◆ **Required work**: Copy everything in the records, character for character, except images.

◆ **Records**:
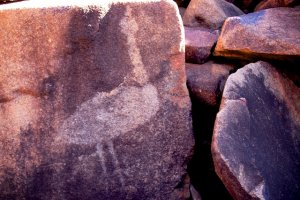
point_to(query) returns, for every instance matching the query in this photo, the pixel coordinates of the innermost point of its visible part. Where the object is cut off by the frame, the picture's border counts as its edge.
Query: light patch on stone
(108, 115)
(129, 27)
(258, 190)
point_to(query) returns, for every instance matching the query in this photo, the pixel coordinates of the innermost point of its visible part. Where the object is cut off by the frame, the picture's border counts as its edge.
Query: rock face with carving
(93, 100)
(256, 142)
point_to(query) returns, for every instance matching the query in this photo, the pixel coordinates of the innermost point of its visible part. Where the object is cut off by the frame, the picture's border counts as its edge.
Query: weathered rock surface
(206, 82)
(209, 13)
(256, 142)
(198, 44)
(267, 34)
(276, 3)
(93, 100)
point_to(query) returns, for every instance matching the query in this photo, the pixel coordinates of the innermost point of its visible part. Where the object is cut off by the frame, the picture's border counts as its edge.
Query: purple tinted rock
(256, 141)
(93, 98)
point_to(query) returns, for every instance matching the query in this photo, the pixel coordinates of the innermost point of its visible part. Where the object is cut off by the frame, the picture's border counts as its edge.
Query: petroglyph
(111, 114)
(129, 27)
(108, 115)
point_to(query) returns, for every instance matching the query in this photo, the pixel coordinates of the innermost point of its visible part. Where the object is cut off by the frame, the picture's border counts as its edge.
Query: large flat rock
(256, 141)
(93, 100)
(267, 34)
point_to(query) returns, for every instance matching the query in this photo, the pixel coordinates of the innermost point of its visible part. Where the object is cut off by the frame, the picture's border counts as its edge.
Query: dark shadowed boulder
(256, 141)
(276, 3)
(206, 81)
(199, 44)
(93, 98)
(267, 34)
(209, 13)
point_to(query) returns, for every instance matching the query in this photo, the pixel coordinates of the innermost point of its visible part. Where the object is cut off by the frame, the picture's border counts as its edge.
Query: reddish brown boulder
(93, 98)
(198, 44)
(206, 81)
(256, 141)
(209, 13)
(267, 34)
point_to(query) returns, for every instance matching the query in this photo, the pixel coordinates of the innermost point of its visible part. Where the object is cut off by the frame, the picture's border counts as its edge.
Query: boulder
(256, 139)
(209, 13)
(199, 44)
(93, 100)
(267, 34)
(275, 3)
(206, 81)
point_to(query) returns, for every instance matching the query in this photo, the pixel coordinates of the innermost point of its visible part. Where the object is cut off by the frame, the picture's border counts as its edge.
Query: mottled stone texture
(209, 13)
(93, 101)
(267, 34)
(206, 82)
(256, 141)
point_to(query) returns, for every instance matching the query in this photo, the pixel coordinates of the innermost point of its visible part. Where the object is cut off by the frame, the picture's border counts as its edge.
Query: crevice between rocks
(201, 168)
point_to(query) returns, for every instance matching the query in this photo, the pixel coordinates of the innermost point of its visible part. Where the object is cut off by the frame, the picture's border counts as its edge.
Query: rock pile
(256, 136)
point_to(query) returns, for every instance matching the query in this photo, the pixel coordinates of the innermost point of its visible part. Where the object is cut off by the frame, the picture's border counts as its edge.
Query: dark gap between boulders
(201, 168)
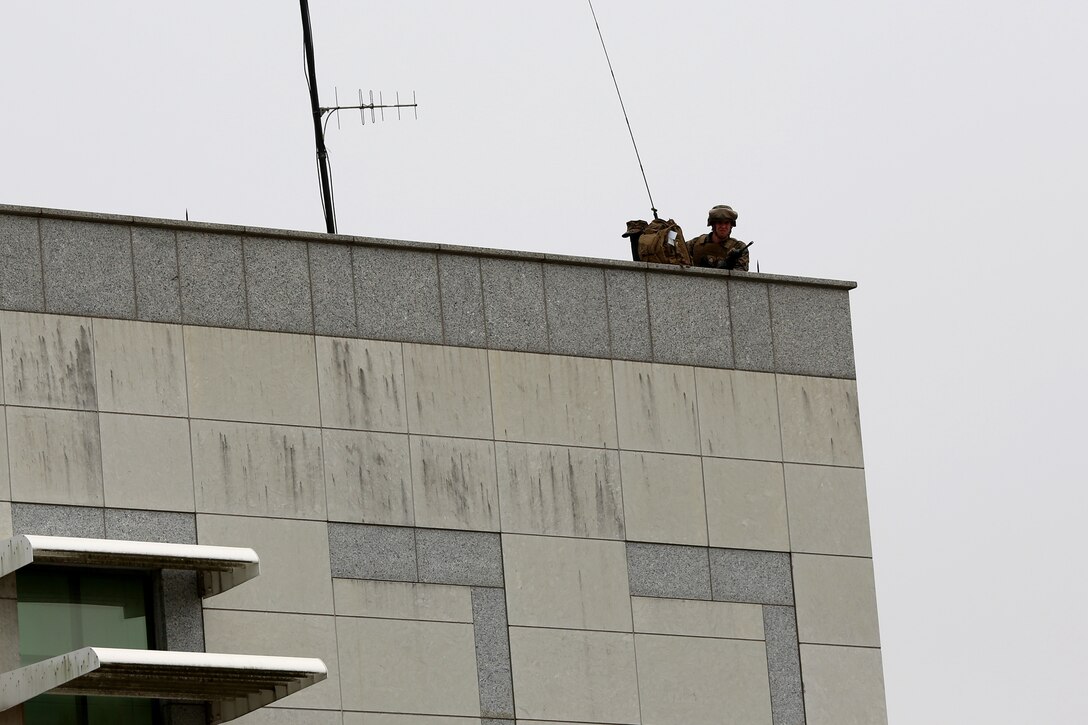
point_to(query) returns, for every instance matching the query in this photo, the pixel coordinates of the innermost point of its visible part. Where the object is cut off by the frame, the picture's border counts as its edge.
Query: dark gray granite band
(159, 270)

◆ **Solution to the problem**:
point_to(query) returns, for every instance matching the query in this photo, the pixel coordinates of the innermost point of its visible part. Where the object is cut off by the frame, the picture's border counts as its edge.
Query: light patch on stone
(108, 115)
(129, 27)
(258, 190)
point_to(query) returns, for every instance matching the query in this photo, the pixel coordinates of the innermost point of its visible part. Where the object is cut off by the frame, the picture's border counts as its edge.
Query: rock face with carving
(93, 100)
(256, 142)
point_to(query) returns, for every instance matching the query in this photo, the pixel coordinates of the innermost point of its visible part. Where the object is cut off by the frame, the picture's border counts as its edge.
Query: weathered rock surface
(206, 82)
(209, 13)
(256, 142)
(198, 44)
(267, 34)
(276, 3)
(93, 100)
point_to(query) returns, for every instance matching the query in this photo, the pixel coordinates of the innermost point of its visible part. Where the object is cut off by the frame, the picture's border counts as its edge.
Query: purple tinted rock
(256, 141)
(93, 98)
point_to(query) returns, for every instance matching the query in this photo, the pixel coordinates of the innermost point of its visible part. Where the object is cut off by the frame, the picture's border counts as its edge.
Query: petroglyph
(111, 114)
(129, 27)
(108, 115)
point_to(query) returns, for every instance matching the query in this photo, the pixel coordinates of the innermost point of its visible part. Where the object is cut off by the frame, the picture's border counts as its edge.
Query: large flat rock
(256, 141)
(93, 100)
(267, 34)
point_to(query) returns, for every instance matching the query in this photo, the pixel coordinates of the innermost point of its visible part. Where the object is cut off by the frame, the picture's border counts as its edge.
Query: dark shadowed boulder
(256, 141)
(276, 3)
(206, 81)
(199, 44)
(93, 98)
(267, 34)
(209, 13)
point_to(query) returns, for every instance matching the query in this photo, the pixel coordinates of the innermost point of its visible part. Where the object is cut off by the frame, the picture's border counts as its edge.
Query: reddish brown boulder
(93, 98)
(198, 44)
(206, 81)
(256, 141)
(209, 13)
(267, 34)
point_to(query) returns, for every instance matching the query in this photo, the pixel coordinates of the innermost point of its visible part. Where the object is cut off by the frame, the picture's border counts as its edge.
Query: boulder
(256, 139)
(209, 13)
(199, 44)
(93, 100)
(267, 34)
(275, 3)
(206, 81)
point_to(query) returns, for every instance matching the query in this photo, the pixel coordinates of the innermost point of its visible part. Where the object is cut off by the frame, the picture's border counts as its edge.
Query: mottled stone texture
(209, 13)
(93, 101)
(267, 34)
(206, 82)
(256, 141)
point_to(query) returns, for every instance matching the query in this photo, the pixel coordinates of the innermost point of its visible part. Where the object is cut off by the frame, the picture's border counts as its edge.
Query: crevice between rocks
(201, 168)
point_to(query) returns, for every instance matching the query in this photo, the pixel coordinates of the innermost point of its visible part. Where the object is cut off by the frame, the picture's border counts as its edge.
Query: rock pile
(256, 136)
point_to(query) returns, for every instance matching the query in this photo, the pixel coordinates of the innermost point of its visible part. Where the object is cut off by the frame, the picture's border counts as its edge.
Query: dark gap between boulders
(201, 168)
point_to(query) returns, for every instance matching the query in this photo, the pixel coordinates of the innermost point of its visible part. Where the object is cut off by the frame, the picture's border counts as its edge.
Query: dark gray granite band
(159, 270)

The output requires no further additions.